### TASK TO CARRY OUT
Write out every line of the records below with no changes.

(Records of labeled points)
▼

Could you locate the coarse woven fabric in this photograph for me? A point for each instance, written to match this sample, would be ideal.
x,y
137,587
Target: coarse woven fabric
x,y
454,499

▲

### FULL SOLUTION
Could you locate the coarse woven fabric in this photograph for me? A point for each instance, written to match this sample, would be ideal.
x,y
137,587
Target: coarse woven fabric
x,y
454,499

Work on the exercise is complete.